Objective: Which lines in the records below contain the word "sepia"? Pick out each one and copy it in full.

Given entries:
_ _ _ _ _
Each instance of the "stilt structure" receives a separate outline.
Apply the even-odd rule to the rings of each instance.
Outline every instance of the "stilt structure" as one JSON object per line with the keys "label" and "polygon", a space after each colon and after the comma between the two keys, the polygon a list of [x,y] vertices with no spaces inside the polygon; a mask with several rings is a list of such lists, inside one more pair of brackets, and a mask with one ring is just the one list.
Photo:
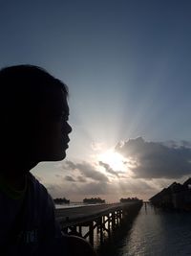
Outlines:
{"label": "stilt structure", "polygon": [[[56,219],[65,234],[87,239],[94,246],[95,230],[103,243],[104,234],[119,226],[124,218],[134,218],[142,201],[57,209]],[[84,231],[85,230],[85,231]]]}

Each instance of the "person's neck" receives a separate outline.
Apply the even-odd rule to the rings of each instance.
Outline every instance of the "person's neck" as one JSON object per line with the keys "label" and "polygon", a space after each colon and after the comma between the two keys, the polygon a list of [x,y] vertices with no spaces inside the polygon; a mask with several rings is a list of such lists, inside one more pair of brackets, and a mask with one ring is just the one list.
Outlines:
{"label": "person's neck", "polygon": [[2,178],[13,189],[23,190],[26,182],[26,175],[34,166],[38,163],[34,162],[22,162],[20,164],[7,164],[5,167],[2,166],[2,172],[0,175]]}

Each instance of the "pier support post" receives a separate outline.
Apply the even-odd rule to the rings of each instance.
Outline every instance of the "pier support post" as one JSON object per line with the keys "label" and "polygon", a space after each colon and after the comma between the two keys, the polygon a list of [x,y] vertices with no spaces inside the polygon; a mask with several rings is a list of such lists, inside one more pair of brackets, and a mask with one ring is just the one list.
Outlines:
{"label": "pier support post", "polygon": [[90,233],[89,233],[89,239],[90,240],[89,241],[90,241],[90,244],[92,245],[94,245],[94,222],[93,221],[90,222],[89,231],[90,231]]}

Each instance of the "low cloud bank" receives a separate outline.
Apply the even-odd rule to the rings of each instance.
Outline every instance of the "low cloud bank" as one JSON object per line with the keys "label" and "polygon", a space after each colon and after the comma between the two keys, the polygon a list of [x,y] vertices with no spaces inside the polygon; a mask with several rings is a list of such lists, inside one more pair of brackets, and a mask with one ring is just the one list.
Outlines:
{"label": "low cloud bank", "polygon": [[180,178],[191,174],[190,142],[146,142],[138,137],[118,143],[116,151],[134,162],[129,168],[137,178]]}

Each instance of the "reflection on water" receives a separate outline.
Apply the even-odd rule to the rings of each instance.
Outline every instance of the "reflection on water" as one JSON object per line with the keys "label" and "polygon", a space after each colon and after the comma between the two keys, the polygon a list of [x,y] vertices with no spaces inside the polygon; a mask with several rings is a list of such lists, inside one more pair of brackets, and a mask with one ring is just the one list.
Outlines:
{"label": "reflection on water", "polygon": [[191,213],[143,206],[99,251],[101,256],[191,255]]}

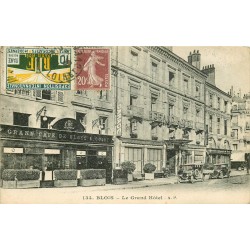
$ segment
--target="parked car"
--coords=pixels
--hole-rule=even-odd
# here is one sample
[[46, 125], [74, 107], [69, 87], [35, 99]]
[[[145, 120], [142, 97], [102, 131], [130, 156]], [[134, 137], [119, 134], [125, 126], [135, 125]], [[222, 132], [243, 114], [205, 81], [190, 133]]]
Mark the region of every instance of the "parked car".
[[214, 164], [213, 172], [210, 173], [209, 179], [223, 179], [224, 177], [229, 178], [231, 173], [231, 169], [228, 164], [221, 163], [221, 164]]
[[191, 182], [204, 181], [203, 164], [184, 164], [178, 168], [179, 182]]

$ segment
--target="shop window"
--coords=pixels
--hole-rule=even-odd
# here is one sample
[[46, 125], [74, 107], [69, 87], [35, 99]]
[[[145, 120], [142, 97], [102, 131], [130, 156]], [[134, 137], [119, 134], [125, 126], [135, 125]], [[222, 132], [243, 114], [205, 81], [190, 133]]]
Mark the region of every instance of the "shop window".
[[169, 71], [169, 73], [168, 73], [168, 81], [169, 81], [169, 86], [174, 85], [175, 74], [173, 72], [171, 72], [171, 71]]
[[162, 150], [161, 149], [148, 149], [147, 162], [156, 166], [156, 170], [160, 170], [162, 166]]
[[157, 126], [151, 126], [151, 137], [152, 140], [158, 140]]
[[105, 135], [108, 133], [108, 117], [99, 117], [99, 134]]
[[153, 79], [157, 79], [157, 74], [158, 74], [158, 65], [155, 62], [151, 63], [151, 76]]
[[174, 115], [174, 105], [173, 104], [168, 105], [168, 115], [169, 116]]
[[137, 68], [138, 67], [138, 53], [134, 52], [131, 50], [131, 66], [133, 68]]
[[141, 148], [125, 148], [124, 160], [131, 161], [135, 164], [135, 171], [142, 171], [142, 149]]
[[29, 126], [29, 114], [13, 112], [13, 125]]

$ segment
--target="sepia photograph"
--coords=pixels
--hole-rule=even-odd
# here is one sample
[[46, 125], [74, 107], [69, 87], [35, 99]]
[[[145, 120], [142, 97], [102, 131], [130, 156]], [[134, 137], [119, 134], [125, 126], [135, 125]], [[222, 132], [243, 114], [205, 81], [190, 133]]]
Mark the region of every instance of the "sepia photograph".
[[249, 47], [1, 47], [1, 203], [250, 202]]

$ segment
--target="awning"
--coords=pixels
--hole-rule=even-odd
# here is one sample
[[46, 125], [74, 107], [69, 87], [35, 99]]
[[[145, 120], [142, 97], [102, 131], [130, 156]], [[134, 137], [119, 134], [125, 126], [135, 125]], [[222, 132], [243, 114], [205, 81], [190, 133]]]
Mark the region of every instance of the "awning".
_ _ _ _ _
Answer:
--target="sepia photograph"
Mark the region of every instance of the "sepia photograph".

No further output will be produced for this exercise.